- **Required task**
Give back exactly the lines running from the line with "Task: indicate each instance of the fallen" to the end of the entries, and only those lines.
[start of Information shown]
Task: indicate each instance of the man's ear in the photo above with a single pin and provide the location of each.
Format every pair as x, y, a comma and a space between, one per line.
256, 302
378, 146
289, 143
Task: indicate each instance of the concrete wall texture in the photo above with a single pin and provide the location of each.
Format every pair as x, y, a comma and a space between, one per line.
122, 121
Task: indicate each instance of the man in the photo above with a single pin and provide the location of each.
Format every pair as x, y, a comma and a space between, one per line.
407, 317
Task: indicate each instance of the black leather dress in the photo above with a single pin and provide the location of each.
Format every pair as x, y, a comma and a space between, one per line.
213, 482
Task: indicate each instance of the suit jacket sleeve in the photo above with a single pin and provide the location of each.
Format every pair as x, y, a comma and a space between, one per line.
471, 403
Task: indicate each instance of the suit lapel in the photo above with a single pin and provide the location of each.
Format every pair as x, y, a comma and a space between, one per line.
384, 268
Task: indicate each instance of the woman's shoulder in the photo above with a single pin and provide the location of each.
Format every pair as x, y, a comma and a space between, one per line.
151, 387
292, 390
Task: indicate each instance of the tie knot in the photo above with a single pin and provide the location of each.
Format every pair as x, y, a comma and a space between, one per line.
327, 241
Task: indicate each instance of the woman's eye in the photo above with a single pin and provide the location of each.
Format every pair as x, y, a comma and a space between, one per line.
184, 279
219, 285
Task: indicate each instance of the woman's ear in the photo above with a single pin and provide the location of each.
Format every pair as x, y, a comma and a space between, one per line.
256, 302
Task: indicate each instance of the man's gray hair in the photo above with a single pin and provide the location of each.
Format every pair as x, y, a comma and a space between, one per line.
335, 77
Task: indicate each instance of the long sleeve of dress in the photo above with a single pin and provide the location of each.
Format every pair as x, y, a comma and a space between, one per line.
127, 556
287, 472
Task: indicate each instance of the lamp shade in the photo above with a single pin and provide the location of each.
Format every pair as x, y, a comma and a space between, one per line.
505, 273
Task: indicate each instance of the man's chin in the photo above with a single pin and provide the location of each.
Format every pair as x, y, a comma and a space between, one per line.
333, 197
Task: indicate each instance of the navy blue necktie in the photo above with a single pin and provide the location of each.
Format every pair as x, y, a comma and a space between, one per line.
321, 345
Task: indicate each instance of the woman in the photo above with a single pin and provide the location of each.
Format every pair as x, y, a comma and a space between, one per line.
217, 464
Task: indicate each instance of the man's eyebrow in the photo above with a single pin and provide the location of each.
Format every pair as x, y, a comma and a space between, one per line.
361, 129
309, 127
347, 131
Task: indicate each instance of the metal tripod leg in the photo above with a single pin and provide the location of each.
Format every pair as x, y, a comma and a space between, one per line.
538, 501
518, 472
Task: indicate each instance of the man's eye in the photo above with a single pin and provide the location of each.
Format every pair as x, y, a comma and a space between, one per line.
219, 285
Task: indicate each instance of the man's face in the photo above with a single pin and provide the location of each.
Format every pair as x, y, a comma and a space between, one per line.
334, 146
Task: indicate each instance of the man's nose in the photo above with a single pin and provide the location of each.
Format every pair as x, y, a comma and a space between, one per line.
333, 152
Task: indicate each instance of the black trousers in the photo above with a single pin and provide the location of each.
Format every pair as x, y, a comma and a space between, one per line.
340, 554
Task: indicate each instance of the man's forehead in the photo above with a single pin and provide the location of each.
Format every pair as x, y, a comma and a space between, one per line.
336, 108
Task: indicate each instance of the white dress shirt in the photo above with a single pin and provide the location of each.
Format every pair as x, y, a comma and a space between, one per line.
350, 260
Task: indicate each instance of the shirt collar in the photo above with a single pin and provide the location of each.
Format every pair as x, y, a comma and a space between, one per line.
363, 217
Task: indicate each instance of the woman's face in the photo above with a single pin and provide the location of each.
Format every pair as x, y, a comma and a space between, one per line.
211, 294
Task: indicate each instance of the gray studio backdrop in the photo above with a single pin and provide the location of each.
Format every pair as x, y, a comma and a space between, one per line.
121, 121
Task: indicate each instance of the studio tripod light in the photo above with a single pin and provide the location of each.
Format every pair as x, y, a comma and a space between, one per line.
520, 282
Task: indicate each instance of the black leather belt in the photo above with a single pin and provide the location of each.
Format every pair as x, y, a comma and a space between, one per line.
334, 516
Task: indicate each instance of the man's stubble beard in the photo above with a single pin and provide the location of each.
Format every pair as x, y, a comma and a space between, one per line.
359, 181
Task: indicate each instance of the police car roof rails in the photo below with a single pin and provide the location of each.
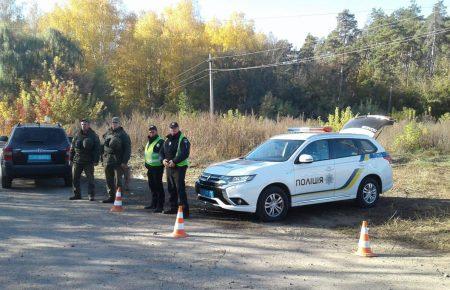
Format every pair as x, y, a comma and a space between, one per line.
325, 129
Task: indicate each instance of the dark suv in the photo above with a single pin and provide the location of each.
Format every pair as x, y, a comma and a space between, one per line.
35, 151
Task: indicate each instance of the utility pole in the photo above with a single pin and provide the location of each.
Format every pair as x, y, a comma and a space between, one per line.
211, 89
390, 100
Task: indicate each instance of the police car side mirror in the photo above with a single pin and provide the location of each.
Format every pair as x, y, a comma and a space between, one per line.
305, 158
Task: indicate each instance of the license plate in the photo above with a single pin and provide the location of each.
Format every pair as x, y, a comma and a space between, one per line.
40, 157
206, 193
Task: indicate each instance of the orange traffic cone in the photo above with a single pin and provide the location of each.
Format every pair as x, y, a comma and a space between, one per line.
178, 230
117, 207
364, 249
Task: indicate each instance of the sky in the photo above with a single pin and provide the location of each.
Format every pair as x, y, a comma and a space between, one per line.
285, 19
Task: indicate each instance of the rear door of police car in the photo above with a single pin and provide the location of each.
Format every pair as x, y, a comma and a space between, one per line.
348, 166
314, 180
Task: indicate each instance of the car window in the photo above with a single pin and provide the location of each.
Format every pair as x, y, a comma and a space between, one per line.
274, 150
32, 137
318, 150
344, 148
365, 146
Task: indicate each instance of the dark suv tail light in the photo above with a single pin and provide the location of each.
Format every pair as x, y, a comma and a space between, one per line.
7, 154
68, 153
388, 158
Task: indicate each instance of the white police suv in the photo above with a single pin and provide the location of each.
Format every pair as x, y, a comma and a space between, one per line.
305, 166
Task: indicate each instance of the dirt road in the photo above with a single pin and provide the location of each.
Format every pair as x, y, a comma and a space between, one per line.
47, 242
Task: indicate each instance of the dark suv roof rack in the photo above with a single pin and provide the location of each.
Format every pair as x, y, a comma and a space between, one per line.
37, 124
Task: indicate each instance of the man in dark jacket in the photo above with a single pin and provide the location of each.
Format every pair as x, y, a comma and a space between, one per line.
174, 156
155, 169
116, 152
84, 155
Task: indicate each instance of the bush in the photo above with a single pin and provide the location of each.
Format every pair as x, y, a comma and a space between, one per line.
445, 117
408, 114
340, 117
411, 138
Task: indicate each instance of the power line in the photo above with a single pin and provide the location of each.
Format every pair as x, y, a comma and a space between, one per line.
184, 85
324, 56
249, 53
321, 14
192, 76
188, 70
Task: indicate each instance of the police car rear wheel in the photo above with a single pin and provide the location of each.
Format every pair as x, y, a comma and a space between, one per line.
6, 181
272, 204
368, 192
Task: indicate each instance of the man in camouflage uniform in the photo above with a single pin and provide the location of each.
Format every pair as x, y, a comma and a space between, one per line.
84, 155
116, 152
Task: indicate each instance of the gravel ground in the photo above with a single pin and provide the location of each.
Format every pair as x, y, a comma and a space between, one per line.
47, 242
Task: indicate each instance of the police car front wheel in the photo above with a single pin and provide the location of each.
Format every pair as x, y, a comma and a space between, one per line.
272, 204
368, 192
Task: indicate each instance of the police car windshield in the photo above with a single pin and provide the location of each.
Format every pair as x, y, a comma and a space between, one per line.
274, 150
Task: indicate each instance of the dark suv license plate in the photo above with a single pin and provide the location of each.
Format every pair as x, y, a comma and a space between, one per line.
206, 193
39, 157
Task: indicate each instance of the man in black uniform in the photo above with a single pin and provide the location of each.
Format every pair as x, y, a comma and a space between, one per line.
174, 156
155, 169
84, 155
116, 152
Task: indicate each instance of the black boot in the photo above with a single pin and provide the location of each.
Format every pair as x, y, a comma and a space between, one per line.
186, 213
108, 200
152, 206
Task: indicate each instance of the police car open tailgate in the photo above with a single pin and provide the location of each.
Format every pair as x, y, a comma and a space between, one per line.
369, 125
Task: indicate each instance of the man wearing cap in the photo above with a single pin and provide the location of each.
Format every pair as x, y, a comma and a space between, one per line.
116, 152
84, 155
155, 169
174, 156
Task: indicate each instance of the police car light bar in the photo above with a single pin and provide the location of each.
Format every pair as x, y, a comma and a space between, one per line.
310, 130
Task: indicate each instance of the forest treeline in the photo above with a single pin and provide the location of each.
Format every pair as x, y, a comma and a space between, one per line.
92, 57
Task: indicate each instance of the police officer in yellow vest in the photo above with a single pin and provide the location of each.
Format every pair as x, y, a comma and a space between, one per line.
155, 169
174, 156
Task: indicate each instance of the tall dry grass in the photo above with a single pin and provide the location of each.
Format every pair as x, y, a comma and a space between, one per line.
232, 135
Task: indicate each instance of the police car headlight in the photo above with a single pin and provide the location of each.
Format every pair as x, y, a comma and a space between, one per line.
235, 179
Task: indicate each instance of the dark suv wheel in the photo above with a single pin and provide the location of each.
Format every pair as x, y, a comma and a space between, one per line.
6, 181
368, 192
273, 204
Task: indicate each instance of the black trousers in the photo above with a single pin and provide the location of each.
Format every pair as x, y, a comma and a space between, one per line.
113, 175
77, 170
155, 184
177, 187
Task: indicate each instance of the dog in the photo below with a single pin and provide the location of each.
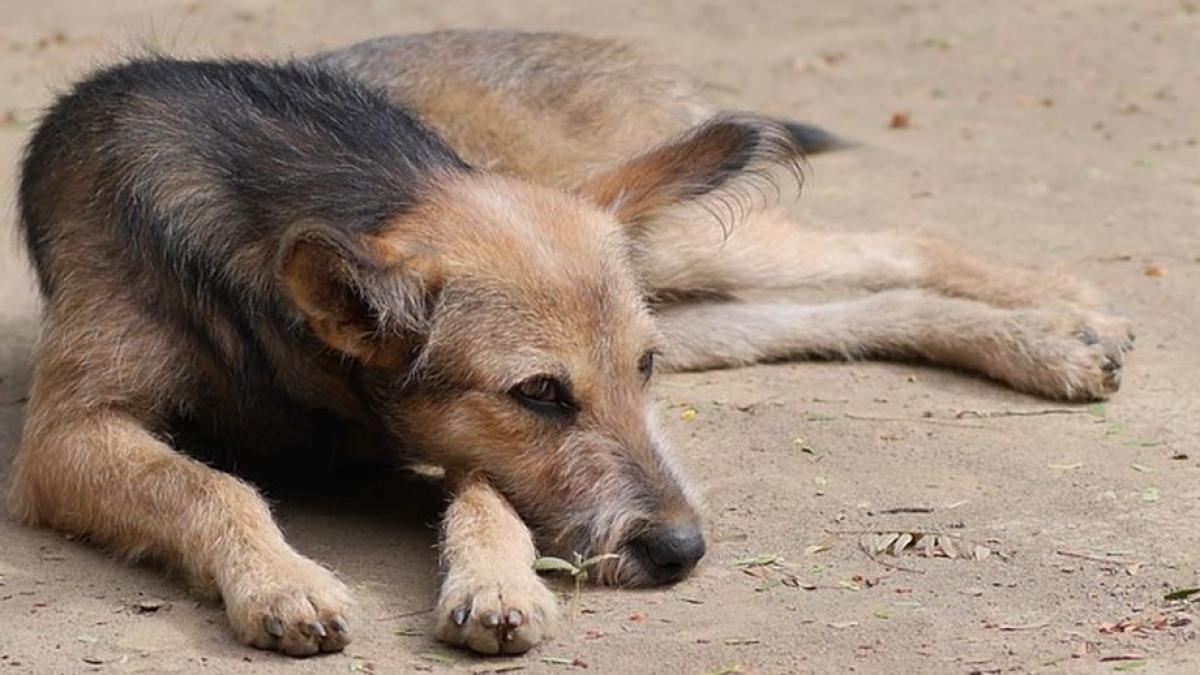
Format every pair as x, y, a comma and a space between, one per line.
466, 249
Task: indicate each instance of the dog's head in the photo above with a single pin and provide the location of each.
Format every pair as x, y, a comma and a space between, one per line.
504, 327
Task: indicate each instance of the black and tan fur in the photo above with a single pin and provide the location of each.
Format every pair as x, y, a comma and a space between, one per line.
443, 249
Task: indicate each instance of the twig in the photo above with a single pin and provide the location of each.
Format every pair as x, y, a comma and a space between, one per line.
405, 615
977, 413
1098, 557
923, 532
1012, 627
750, 406
888, 565
919, 419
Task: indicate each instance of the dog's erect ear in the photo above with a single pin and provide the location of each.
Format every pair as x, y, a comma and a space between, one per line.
723, 165
359, 296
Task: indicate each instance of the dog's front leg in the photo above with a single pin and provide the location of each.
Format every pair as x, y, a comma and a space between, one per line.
492, 601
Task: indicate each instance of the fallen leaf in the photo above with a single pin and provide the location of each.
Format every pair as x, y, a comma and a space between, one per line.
761, 560
742, 641
1181, 593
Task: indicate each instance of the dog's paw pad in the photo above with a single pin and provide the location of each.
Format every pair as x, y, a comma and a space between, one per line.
493, 616
300, 614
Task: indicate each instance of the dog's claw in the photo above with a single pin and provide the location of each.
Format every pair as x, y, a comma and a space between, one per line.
339, 625
490, 620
[end of Information shown]
- **Exercise response**
Task: indicate each instance of the fallen leaf in the photo above with a single pin and provide the location of each.
Format every pair as x, y, a comma and a space between, one per line.
761, 560
742, 641
1181, 593
Task: indicate each instance of the dog's paw pad in the photo above with a single pin and provide the location of each.
Format every pair as x, y, a comma and a space between, one per line.
493, 616
300, 614
Task: indicate each instance of the dog's claw in the photo above with a single pin and provide the location of each.
Format every pair as x, y, a comma and a space between, one per line.
339, 625
490, 620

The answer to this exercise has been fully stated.